- _SHORT PROBLEM_
Find each line in the records below that contains the word "green", and copy those lines.

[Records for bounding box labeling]
·····
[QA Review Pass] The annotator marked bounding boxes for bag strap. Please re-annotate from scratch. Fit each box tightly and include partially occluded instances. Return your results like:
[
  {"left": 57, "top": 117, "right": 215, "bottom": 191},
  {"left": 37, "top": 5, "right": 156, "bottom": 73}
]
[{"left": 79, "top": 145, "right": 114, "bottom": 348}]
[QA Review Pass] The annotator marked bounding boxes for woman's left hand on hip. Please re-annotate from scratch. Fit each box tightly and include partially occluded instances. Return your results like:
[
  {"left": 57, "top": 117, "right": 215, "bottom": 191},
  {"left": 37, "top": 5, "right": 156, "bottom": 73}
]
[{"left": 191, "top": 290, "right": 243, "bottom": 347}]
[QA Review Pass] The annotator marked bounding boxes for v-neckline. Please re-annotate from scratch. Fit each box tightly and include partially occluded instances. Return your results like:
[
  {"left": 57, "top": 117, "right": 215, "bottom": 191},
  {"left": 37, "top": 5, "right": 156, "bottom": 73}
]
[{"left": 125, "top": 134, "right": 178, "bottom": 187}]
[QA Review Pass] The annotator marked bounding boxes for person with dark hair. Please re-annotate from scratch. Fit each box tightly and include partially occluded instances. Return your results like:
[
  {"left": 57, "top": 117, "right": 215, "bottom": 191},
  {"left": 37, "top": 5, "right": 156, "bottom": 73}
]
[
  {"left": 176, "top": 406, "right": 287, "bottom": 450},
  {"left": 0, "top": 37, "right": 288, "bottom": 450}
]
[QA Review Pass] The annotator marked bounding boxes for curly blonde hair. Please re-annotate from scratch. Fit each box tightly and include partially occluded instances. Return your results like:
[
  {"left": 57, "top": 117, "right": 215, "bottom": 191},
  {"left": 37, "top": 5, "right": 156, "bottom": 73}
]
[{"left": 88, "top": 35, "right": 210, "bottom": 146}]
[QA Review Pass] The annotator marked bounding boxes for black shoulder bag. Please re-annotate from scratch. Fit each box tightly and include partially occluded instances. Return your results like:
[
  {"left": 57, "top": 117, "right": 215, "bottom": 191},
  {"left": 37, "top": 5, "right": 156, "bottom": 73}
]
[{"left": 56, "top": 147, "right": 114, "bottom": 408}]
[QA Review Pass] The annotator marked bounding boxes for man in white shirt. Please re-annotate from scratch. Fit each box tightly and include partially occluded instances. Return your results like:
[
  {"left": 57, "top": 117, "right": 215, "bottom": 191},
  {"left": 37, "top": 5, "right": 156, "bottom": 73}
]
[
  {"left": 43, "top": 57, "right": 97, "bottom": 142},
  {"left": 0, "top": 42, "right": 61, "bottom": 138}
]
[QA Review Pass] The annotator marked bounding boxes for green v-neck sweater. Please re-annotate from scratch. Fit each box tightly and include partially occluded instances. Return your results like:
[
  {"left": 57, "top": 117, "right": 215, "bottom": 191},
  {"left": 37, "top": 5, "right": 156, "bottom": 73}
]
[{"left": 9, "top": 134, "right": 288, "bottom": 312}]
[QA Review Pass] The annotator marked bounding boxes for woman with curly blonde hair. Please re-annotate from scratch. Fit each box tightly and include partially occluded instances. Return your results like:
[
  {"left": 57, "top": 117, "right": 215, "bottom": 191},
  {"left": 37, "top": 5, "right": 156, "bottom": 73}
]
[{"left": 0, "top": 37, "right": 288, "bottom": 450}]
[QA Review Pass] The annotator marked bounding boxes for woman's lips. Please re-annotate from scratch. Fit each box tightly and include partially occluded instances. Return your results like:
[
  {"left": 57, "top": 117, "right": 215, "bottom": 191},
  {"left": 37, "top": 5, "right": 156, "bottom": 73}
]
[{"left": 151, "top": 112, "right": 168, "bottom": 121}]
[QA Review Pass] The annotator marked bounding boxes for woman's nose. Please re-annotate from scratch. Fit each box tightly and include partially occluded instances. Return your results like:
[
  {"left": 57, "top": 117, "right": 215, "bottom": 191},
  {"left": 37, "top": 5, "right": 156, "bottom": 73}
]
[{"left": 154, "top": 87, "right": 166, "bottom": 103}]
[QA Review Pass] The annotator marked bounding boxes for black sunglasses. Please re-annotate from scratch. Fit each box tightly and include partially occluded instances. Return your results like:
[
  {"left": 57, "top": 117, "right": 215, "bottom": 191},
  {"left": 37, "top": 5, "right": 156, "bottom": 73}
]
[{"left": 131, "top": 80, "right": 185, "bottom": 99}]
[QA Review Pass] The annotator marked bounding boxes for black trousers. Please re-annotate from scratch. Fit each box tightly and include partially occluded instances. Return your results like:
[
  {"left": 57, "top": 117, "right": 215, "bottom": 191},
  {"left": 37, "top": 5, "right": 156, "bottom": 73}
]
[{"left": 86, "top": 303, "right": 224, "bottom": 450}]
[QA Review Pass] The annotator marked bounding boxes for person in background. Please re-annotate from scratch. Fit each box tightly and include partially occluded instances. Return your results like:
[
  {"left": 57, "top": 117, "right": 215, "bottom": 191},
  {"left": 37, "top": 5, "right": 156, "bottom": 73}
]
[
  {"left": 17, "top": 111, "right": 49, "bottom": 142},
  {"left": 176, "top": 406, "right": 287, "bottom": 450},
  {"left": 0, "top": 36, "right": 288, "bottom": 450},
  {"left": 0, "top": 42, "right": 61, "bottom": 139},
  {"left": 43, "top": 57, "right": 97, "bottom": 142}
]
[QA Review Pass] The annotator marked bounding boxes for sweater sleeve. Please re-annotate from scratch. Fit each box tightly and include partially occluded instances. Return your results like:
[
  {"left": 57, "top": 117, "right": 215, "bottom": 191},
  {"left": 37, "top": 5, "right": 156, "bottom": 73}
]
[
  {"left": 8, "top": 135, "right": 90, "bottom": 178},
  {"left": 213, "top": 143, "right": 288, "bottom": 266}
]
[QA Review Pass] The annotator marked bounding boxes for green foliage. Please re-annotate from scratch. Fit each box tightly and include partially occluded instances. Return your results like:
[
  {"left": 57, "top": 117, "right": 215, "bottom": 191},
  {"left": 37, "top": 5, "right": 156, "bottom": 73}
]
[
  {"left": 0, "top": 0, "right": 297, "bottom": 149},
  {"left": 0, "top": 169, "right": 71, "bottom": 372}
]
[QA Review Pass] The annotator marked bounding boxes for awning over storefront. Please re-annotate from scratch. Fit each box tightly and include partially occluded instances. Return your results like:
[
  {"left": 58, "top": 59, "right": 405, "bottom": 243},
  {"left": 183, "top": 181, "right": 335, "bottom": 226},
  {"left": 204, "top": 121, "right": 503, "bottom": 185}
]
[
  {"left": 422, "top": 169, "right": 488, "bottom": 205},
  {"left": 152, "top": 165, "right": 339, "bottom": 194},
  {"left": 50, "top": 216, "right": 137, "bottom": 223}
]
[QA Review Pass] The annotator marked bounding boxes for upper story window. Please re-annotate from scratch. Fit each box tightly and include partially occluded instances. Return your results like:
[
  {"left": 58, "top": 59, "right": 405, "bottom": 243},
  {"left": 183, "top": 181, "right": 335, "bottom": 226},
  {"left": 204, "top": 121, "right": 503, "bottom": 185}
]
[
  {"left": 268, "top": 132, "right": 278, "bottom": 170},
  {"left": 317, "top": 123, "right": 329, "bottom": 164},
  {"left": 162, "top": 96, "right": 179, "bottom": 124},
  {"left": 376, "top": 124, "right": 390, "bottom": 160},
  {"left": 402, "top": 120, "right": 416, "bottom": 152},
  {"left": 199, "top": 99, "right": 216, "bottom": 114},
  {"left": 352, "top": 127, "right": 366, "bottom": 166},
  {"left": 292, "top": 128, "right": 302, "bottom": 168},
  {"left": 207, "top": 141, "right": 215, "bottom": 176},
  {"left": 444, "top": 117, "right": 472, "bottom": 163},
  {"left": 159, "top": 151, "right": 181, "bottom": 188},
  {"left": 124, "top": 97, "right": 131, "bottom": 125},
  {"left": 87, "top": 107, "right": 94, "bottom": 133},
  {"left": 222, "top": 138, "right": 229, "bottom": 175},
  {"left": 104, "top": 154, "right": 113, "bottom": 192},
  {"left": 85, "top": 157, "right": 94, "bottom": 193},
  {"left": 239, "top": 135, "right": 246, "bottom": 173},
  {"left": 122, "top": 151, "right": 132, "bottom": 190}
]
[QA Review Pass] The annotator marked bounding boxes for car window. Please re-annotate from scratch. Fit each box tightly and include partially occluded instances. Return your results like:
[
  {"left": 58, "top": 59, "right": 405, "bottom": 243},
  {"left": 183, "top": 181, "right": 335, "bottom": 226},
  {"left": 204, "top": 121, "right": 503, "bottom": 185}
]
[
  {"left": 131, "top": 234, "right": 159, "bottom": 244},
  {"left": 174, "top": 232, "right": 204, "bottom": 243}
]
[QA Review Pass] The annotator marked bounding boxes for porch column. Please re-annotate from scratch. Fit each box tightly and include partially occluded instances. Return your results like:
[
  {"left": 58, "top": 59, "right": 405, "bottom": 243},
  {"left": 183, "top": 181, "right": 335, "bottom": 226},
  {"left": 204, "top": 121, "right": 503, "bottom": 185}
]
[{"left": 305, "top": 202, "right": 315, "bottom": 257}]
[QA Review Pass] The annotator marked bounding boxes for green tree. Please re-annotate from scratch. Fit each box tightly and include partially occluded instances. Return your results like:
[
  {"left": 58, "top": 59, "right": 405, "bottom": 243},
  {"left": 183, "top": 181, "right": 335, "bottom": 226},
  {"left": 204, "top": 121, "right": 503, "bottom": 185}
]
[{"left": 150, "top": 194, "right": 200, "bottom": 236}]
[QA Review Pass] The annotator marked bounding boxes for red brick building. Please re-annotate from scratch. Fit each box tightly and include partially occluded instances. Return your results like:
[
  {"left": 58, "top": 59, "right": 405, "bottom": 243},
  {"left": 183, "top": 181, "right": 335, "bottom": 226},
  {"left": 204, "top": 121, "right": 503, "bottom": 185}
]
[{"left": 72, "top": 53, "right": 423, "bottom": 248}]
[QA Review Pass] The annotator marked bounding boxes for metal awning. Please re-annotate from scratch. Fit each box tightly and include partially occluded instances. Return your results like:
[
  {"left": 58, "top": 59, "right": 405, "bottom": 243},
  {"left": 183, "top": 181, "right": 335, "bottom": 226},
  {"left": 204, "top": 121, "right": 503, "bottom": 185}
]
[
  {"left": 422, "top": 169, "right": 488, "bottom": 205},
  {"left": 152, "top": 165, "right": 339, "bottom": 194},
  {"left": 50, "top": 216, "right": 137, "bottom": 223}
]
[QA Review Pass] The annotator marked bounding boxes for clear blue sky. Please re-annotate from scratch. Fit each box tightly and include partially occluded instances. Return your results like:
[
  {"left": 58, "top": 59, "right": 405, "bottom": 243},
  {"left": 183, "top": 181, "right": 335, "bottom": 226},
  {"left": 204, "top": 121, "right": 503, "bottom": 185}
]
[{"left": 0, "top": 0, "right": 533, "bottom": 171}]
·····
- _THE ANSWER_
[QA Review Pass] The annotator marked bounding boxes for green v-neck sweater. Please re-annotate from scratch. Fit each box tightly and include partially occluded instances. Return your results like:
[QA Review Pass] The annotator marked bounding boxes for green foliage. Please re-annotate from scratch. Fit each box tightly and include partially occluded instances. Return your results like:
[QA Review Pass] The annotator marked bounding boxes for green tree. Please re-annotate from scratch. Fit each box tightly and include partially occluded instances. Return your results like:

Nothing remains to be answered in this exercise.